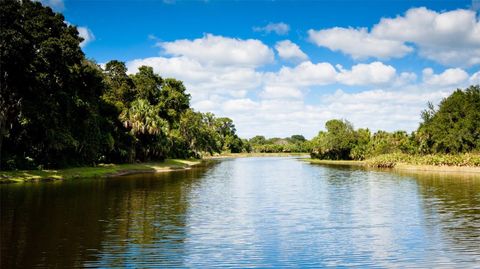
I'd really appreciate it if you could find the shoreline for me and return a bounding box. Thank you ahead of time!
[302,158,480,177]
[0,159,203,184]
[203,152,310,160]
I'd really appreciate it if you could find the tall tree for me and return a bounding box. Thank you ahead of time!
[418,85,480,153]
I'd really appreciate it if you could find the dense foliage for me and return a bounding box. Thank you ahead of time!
[0,1,245,169]
[311,85,480,161]
[248,135,310,153]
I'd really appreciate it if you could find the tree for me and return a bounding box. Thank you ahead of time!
[418,85,480,153]
[311,120,355,160]
[0,1,110,168]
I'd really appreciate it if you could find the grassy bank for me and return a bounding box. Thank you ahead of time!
[0,159,201,183]
[305,153,480,174]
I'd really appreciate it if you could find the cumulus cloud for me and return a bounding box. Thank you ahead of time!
[37,0,65,11]
[265,61,337,86]
[275,40,308,60]
[77,26,95,48]
[253,22,290,35]
[308,27,413,59]
[127,35,480,137]
[372,8,480,66]
[308,8,480,66]
[422,68,469,86]
[157,34,274,67]
[337,62,396,85]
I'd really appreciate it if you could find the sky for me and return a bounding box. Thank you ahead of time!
[42,0,480,138]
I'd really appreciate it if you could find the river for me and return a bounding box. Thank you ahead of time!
[0,157,480,268]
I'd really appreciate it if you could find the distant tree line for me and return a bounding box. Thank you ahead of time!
[0,1,245,169]
[311,85,480,160]
[246,135,310,153]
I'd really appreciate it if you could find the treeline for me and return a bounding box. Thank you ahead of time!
[246,135,311,153]
[0,1,245,169]
[311,85,480,162]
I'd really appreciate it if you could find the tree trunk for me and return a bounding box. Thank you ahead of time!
[0,112,7,171]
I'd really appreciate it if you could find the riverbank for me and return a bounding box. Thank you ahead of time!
[302,158,480,174]
[0,159,202,183]
[203,152,310,159]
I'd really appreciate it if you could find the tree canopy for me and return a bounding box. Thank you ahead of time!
[0,1,245,169]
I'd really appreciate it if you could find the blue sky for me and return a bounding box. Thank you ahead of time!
[43,0,480,137]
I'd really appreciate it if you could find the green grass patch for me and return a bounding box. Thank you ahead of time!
[366,153,480,168]
[0,159,201,183]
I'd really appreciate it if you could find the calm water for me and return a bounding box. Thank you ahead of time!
[0,158,480,268]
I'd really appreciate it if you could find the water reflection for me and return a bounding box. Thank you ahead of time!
[0,158,480,268]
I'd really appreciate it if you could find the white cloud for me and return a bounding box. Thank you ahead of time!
[422,68,469,86]
[372,8,480,66]
[275,40,308,60]
[308,8,480,66]
[308,27,413,59]
[77,26,95,48]
[127,35,480,137]
[469,71,480,85]
[260,86,303,99]
[337,62,396,85]
[265,61,337,86]
[157,34,274,67]
[35,0,65,11]
[253,22,290,35]
[223,98,258,112]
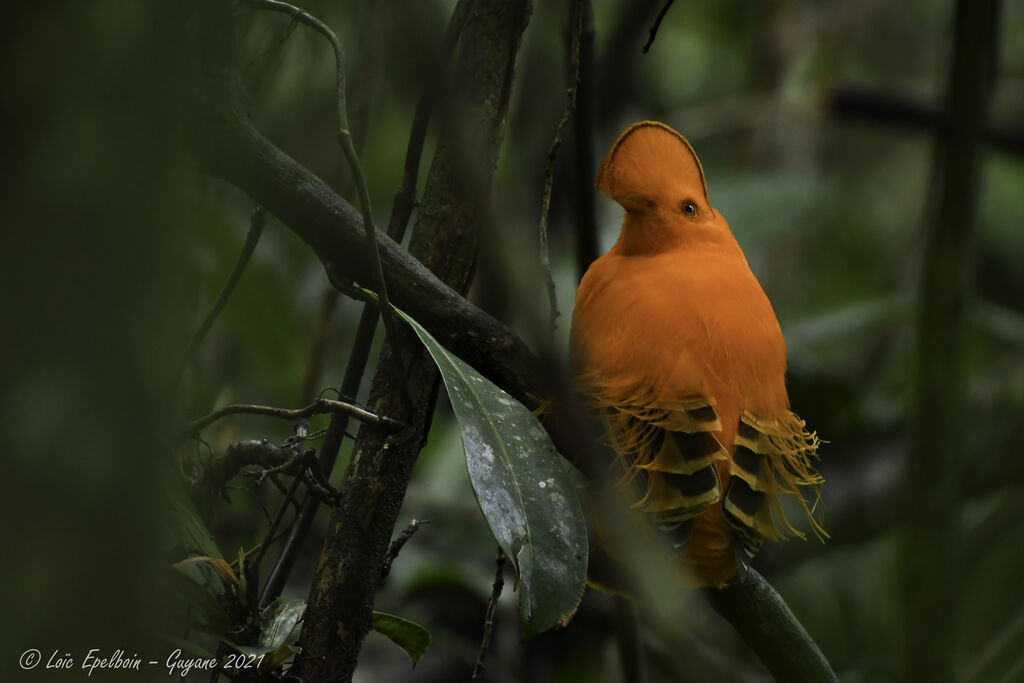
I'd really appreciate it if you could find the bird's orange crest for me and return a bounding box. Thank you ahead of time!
[596,121,708,210]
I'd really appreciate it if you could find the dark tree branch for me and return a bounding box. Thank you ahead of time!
[469,548,505,683]
[248,0,408,398]
[705,567,839,683]
[203,46,545,411]
[828,86,1024,156]
[570,0,600,278]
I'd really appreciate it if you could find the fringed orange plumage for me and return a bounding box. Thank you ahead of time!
[570,121,824,587]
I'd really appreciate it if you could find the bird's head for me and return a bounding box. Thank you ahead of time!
[596,121,735,253]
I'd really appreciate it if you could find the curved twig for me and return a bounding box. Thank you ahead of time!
[469,548,505,683]
[175,205,266,377]
[175,398,404,440]
[705,567,839,683]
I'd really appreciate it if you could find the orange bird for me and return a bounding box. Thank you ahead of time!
[570,121,823,587]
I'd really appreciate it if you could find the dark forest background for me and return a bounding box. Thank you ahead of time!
[0,0,1024,683]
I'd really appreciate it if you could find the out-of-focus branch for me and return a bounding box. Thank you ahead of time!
[640,0,675,54]
[201,5,830,680]
[901,0,998,683]
[175,205,266,377]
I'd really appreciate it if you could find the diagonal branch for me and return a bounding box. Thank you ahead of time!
[175,398,404,440]
[248,0,408,399]
[706,567,839,683]
[200,2,834,680]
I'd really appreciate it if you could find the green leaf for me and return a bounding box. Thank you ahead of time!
[374,610,430,667]
[394,308,587,635]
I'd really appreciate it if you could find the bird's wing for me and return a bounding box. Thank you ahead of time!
[591,376,728,551]
[722,411,826,557]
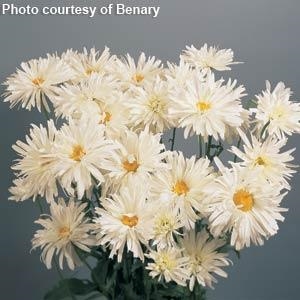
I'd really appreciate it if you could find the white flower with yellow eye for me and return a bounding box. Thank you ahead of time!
[95,181,154,262]
[231,131,296,189]
[105,129,167,185]
[112,53,162,90]
[150,152,214,228]
[32,198,95,270]
[62,47,116,82]
[53,74,120,119]
[10,121,57,202]
[180,44,239,72]
[151,199,183,248]
[179,229,230,291]
[89,93,129,140]
[55,120,117,199]
[4,55,74,111]
[252,81,300,139]
[207,160,286,250]
[125,77,173,133]
[164,60,199,89]
[169,74,245,140]
[146,247,190,286]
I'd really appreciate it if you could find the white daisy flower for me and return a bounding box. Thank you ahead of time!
[207,159,287,250]
[62,47,116,82]
[252,81,300,139]
[113,53,162,89]
[164,60,204,89]
[95,182,153,262]
[146,247,190,286]
[32,198,95,270]
[151,199,183,248]
[4,55,74,111]
[105,129,167,185]
[179,229,230,291]
[169,74,245,140]
[150,152,214,228]
[10,120,57,202]
[126,77,174,133]
[53,74,119,119]
[86,93,129,140]
[55,120,117,199]
[231,131,296,189]
[180,44,239,71]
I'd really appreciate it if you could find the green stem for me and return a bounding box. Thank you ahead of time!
[42,104,51,120]
[205,135,212,159]
[171,128,176,151]
[260,121,270,140]
[233,137,242,162]
[198,135,202,158]
[54,258,76,300]
[36,196,76,300]
[36,196,44,214]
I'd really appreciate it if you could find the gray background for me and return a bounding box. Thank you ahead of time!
[0,0,300,300]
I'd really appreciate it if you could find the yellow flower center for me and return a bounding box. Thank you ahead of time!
[196,100,211,112]
[132,73,145,83]
[58,226,71,238]
[85,67,97,76]
[100,111,111,125]
[157,253,176,271]
[154,216,174,234]
[70,145,86,161]
[32,77,45,86]
[123,160,139,172]
[121,215,139,228]
[255,156,267,166]
[270,106,285,120]
[233,189,254,212]
[172,180,189,196]
[148,96,165,113]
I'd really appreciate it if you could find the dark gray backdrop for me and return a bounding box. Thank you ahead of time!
[0,0,300,300]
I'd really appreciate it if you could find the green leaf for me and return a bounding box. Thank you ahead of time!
[44,278,97,300]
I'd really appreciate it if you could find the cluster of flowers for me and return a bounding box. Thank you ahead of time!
[4,45,300,290]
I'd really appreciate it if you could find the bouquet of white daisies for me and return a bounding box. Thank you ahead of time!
[4,44,300,300]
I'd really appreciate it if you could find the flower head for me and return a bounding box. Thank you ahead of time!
[10,121,57,202]
[169,75,245,140]
[252,81,300,139]
[180,229,230,291]
[55,119,117,199]
[32,198,95,270]
[207,160,286,250]
[146,247,189,286]
[4,55,74,111]
[95,182,153,262]
[181,44,238,71]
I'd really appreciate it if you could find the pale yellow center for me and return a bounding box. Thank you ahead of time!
[270,106,285,120]
[157,254,176,271]
[85,67,96,76]
[233,189,254,212]
[123,160,139,172]
[148,96,165,113]
[58,226,71,238]
[121,215,139,228]
[100,111,111,125]
[32,77,45,86]
[132,73,145,83]
[196,100,211,112]
[70,145,86,161]
[154,216,174,234]
[172,180,189,196]
[255,156,266,166]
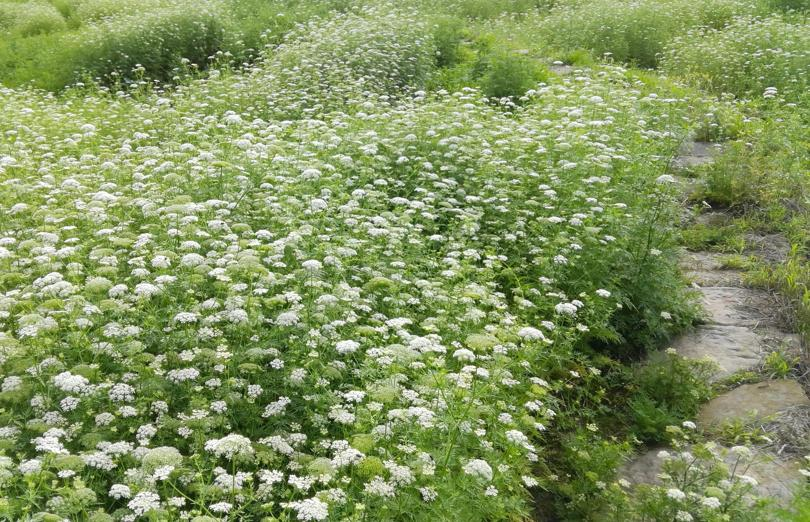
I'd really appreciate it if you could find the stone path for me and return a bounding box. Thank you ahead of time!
[619,142,810,501]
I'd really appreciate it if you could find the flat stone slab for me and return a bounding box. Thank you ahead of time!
[678,252,742,287]
[697,379,810,427]
[673,141,720,169]
[700,286,772,326]
[744,233,790,264]
[618,448,807,504]
[672,324,761,380]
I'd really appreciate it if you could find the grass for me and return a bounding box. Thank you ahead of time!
[0,0,810,522]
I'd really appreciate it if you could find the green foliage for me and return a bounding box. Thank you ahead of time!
[456,0,550,19]
[433,16,466,67]
[0,0,67,40]
[662,15,810,102]
[474,50,547,98]
[540,0,758,67]
[629,350,715,442]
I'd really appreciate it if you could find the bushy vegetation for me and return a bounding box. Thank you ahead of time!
[0,1,67,38]
[664,15,810,102]
[0,0,810,522]
[0,0,340,90]
[540,0,759,67]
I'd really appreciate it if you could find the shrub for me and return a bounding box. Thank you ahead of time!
[433,17,465,67]
[663,15,810,101]
[629,350,716,442]
[457,0,549,19]
[0,3,224,90]
[541,0,758,67]
[0,0,67,38]
[480,50,546,98]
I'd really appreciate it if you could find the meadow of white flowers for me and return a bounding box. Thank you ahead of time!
[0,2,804,522]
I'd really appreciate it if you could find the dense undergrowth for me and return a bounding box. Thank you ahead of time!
[0,0,810,522]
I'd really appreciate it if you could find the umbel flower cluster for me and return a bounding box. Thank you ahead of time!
[0,4,686,522]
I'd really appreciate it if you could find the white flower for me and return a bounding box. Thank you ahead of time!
[518,326,546,341]
[335,340,360,355]
[554,303,577,315]
[700,497,722,509]
[301,259,323,272]
[462,459,492,482]
[205,433,254,460]
[667,488,686,501]
[109,484,132,500]
[282,497,329,521]
[127,491,160,516]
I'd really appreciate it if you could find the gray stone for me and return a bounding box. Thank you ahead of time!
[673,141,720,169]
[697,379,810,427]
[679,252,742,287]
[700,286,773,326]
[744,233,790,264]
[618,448,806,504]
[672,325,761,379]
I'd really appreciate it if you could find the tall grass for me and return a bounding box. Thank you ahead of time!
[540,0,762,67]
[663,15,810,101]
[0,1,67,38]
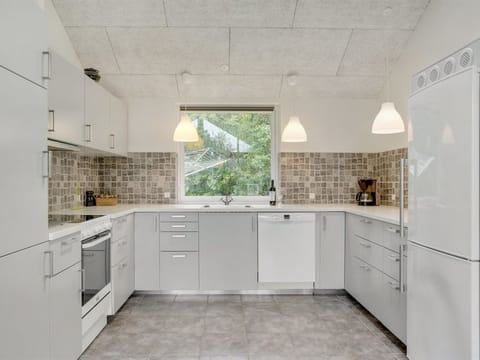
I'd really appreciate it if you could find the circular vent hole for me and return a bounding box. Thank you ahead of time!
[460,49,473,67]
[443,59,454,75]
[417,75,425,88]
[429,67,438,82]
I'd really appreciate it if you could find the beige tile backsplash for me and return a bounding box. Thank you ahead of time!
[49,148,407,211]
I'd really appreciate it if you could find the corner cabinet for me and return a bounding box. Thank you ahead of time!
[199,213,257,290]
[345,215,407,343]
[48,52,85,145]
[135,213,160,291]
[315,212,345,290]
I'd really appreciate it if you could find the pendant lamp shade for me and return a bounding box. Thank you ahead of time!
[372,102,405,134]
[282,116,307,142]
[173,114,198,142]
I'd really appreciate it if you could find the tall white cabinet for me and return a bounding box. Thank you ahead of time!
[0,0,50,360]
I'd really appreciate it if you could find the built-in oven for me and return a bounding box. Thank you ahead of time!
[82,230,111,314]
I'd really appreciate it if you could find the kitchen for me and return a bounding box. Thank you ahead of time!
[0,0,480,360]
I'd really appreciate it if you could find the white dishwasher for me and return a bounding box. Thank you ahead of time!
[258,213,315,283]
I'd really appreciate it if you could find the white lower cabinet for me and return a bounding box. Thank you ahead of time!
[345,214,407,343]
[135,213,160,291]
[0,242,50,360]
[199,213,257,290]
[315,212,345,290]
[50,263,82,360]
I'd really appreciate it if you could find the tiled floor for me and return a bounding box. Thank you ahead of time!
[82,295,406,360]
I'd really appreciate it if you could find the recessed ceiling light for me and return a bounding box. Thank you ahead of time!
[181,71,193,85]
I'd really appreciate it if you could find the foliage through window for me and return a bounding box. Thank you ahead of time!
[183,111,274,198]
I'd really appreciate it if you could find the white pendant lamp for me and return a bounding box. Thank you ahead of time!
[372,7,405,135]
[173,114,198,142]
[372,102,405,134]
[282,116,307,142]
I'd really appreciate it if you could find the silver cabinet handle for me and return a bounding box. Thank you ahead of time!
[44,250,53,278]
[110,134,115,149]
[48,110,55,132]
[387,255,400,262]
[399,245,407,293]
[85,124,92,142]
[42,150,50,179]
[388,281,400,290]
[42,51,52,80]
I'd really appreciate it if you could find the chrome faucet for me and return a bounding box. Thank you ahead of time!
[220,195,233,206]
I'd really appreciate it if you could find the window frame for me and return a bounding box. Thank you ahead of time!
[177,104,279,205]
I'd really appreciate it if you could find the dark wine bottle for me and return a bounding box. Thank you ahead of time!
[269,180,277,206]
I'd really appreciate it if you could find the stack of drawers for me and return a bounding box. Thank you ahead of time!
[160,213,199,290]
[345,215,406,342]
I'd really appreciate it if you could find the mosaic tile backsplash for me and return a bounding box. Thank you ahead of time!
[49,148,408,211]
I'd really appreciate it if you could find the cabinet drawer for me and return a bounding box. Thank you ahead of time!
[348,215,383,245]
[383,249,400,280]
[50,232,82,275]
[110,237,129,265]
[160,222,198,232]
[160,252,198,290]
[353,235,383,269]
[383,224,402,252]
[160,213,198,222]
[160,231,198,251]
[112,215,133,242]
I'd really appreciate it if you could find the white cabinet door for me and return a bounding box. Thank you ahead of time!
[135,213,160,290]
[0,242,50,360]
[48,52,85,145]
[0,67,48,256]
[315,212,345,289]
[109,94,128,155]
[84,76,111,151]
[50,263,82,360]
[0,0,48,87]
[199,213,257,290]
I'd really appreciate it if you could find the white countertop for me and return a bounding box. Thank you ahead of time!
[49,204,408,240]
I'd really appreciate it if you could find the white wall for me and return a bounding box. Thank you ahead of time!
[387,0,480,149]
[45,0,83,69]
[128,99,389,152]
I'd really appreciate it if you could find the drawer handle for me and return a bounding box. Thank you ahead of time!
[387,227,400,234]
[360,242,372,249]
[388,281,400,290]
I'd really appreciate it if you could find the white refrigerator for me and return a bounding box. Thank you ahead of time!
[407,42,480,360]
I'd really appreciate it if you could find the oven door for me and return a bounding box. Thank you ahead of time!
[82,231,111,309]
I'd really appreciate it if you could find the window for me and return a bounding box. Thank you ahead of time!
[179,107,276,202]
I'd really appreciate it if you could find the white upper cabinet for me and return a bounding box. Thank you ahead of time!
[0,0,49,86]
[84,76,112,151]
[48,52,85,145]
[109,95,128,155]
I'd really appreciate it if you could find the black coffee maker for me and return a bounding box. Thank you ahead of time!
[355,179,377,206]
[85,191,96,206]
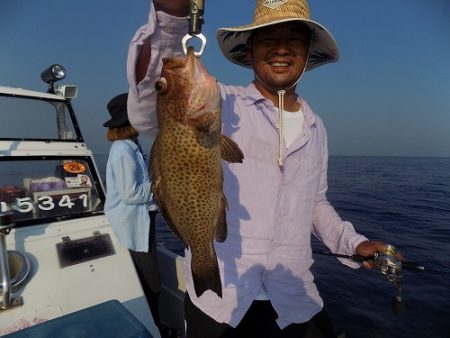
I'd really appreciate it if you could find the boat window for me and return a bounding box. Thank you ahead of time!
[0,156,104,226]
[0,96,77,141]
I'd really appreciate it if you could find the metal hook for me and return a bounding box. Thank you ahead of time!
[181,33,206,57]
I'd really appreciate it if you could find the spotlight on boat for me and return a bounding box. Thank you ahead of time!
[41,64,66,94]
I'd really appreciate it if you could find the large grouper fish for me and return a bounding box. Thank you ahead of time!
[150,47,244,297]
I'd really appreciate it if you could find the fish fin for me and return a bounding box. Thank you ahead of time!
[191,242,222,298]
[188,113,217,133]
[214,193,228,242]
[220,135,244,163]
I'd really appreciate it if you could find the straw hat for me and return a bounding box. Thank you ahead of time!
[217,0,339,70]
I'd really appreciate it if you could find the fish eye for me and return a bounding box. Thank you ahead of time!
[155,77,167,94]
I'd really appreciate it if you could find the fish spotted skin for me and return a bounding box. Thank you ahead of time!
[150,48,244,297]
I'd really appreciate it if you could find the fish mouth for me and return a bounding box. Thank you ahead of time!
[162,46,198,77]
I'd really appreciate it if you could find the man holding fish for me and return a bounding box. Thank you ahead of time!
[128,0,400,338]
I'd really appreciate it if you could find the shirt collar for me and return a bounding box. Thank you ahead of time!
[245,82,317,128]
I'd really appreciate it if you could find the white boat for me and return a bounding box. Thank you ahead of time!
[0,65,345,338]
[0,65,183,337]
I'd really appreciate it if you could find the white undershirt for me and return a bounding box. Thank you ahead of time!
[283,107,305,149]
[255,107,305,300]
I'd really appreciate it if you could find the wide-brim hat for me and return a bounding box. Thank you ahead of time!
[217,0,339,70]
[103,93,129,128]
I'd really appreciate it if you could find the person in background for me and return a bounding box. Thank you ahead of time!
[103,93,168,331]
[127,0,402,338]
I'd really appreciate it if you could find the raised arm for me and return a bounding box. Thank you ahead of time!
[127,0,189,136]
[136,0,189,83]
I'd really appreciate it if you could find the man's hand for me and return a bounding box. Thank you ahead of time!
[153,0,190,16]
[355,241,404,269]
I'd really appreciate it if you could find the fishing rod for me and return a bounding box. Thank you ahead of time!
[313,244,450,315]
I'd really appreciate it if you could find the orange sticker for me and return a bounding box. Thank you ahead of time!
[64,162,86,174]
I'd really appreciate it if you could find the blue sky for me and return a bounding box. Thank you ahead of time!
[0,0,450,157]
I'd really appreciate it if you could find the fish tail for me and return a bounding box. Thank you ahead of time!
[191,245,222,298]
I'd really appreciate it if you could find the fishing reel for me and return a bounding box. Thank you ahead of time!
[372,244,405,314]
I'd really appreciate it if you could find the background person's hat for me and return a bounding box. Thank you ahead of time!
[103,93,129,128]
[217,0,339,70]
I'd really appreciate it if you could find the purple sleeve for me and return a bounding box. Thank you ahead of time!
[127,3,188,136]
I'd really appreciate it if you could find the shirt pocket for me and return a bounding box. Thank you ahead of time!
[295,154,322,202]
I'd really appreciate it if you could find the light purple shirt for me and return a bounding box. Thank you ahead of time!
[128,6,367,328]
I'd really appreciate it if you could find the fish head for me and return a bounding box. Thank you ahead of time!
[155,47,220,124]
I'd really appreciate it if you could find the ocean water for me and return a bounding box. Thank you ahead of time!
[99,156,450,338]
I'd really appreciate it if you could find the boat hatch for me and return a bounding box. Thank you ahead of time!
[0,155,105,227]
[0,93,83,142]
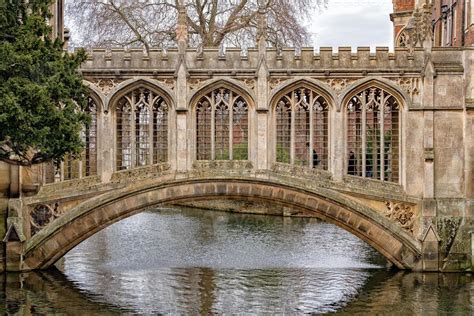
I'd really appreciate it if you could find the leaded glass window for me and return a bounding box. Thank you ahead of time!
[196,88,249,160]
[347,87,400,182]
[115,88,169,170]
[275,87,329,170]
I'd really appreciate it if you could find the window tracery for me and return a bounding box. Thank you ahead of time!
[275,87,329,170]
[196,88,249,160]
[347,87,400,182]
[115,88,169,170]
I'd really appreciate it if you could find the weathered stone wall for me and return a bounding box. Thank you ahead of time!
[0,162,10,273]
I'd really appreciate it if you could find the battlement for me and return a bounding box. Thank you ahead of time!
[82,47,442,71]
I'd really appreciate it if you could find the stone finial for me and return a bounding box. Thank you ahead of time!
[257,3,268,50]
[405,0,433,50]
[176,0,188,44]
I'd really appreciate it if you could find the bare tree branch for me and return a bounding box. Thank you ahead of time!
[66,0,328,50]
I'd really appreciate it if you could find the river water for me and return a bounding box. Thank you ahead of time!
[0,208,474,315]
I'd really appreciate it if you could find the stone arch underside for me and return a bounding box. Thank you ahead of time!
[22,179,421,270]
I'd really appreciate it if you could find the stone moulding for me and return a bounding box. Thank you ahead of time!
[344,175,406,195]
[271,162,332,181]
[385,201,417,234]
[110,163,171,183]
[193,160,253,170]
[39,176,101,195]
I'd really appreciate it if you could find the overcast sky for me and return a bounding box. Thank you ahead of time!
[310,0,393,48]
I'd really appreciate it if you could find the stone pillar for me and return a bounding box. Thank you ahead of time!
[422,226,439,272]
[255,6,270,170]
[175,0,188,172]
[97,106,115,183]
[329,109,342,181]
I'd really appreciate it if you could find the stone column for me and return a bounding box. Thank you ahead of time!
[175,0,188,172]
[97,104,116,183]
[255,6,270,170]
[329,110,342,181]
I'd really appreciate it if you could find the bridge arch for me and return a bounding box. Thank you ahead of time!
[269,78,337,171]
[341,77,411,185]
[107,78,176,171]
[340,77,412,111]
[188,79,257,161]
[188,78,257,110]
[22,177,421,270]
[106,77,176,110]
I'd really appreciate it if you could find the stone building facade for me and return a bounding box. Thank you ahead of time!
[390,0,474,47]
[0,1,474,271]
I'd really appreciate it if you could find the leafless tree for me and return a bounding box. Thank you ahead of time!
[66,0,328,50]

▶ [To be done]: Reproduce verbatim the lines of the records from the line with "I'd really appreciate it if you could find the flat" up to and including the line with "[672,324,761,380]".

▶ [Response to this exercise]:
I'd really appreciate it if you could find the flat stone slab for me and return a bounding box. Thank you ahead of time!
[678,252,742,287]
[697,379,810,427]
[673,141,720,169]
[700,286,772,326]
[744,233,790,264]
[618,448,807,504]
[672,324,761,380]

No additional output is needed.